EXTRACTED TEXT:
========================================================================
This story starts in Bordentown Reformatory in New Jersey, where baby-faced Luis Angel Castillo was undoubtedly selected for MK/Ultra hypnosis experiments that involved the manufacture of Manchurian Candidate robot assassins. The doors on the subject of multiple personality disorder first opened in 1957 with the publication of The Three Faces of Eve.

The CIA’s interest in hypnosis mind control is well documented despite all attempts to erase and obscure it, and the list of suspected MCs continues to grow through the decades.

In 1966, Castillo departed Chicago for the Philippines, traveling under a Philippine passport taken from a Philippine national illegally in the USA. Apparently his mission was to assassinate Ferdinand Marcos, who was dipping his fingers excessively into the stolen gold stashed by the Japanese after WWII and recovered by Yale Bonesmen working with Opus Dei.

Once in the Philippines Castillo was arrested by security services. He claimed to be a Castro secret agent and offered his services in assassinating Huk guerrillas. But then they decided to submit Castillo to drugs and hypnosis and an entirely different story popped out. He quickly confessed to being among 14 Cuban intelligence agents who had been deployed in Dallas for Kennedy’s assassination after which he flew to Chicago in a plane piloted by a Russian-looking women named Jean Dole of Madison, Wisconsin.

It appears Castillo could have been a shooter, or back-up patsy linked to Castro if anything went south with the Oswald-as-lone-assassin scenario. Castillo claimed to have been positioned on the second floor of the Dal-Tex Building with a rifle in his lap that he had no memory of firing (a detail that could easily have been hypnotically erased). Also of note, Castillo claimed the rifle was produced out of a bag in two parts, which corresponds to Ed Hoffman’s testimony of the grassy knoll gunman, as well as Joseph Milteer’s description of the weapon.
========================================================================
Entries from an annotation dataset
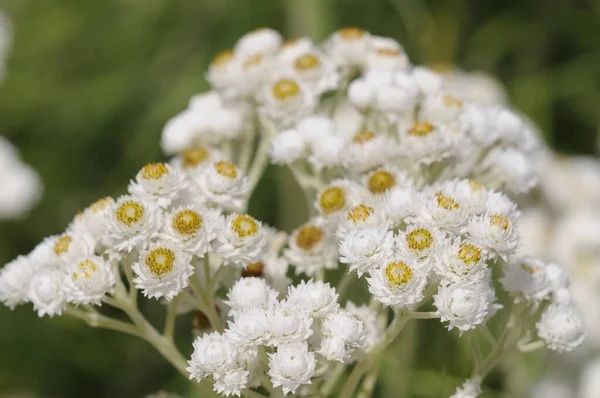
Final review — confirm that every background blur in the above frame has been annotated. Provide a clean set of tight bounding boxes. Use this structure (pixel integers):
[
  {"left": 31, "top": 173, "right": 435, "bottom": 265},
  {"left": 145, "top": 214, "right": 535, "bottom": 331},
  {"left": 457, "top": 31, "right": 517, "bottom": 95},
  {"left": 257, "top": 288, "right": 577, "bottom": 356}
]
[{"left": 0, "top": 0, "right": 600, "bottom": 398}]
========================================================================
WRITTEN TASKS:
- 1) Count how many lines of the rows contain the string "bottom", and give only that number.
- 2) Continue the passage about Luis Angel Castillo from the point where it stops.

PER-TASK OUTPUTS:
- 1) 5

- 2)
Apparently, Castillo had been part of the Bay of Pigs invasion and later deployed into Castro’s intelligence services before landing in Chicago. The CIA put immense effort into locating people who were easy to hypnotize and used them for a variety of intel ops, and Castillo pioneered a list that now includes Sirhan Sirhan, Mark Chapman and Donald DeFreeze, and many others. The problem was Castillo had so many multiple personalities that it became exceedingly difficult to determine which of his statements might be true, as opposed to which had been hypnotically planted.

Mind control has evolved enormously in our time. Before they needed to put their hands on you to create MCs, while now they recruit and direct them through Internet-induced hypnosis. And, of course, three companies (Google, Facebook, Amazon)  are directing the mass mind with all sorts of analytic tools at their disposal. These are the primary digital gatekeepers and their power is growing. To a large extent, they decide what stories people believe and what products they will lust for, and they have controls to adjust the psychological ballast for maintaining stability of the status quo.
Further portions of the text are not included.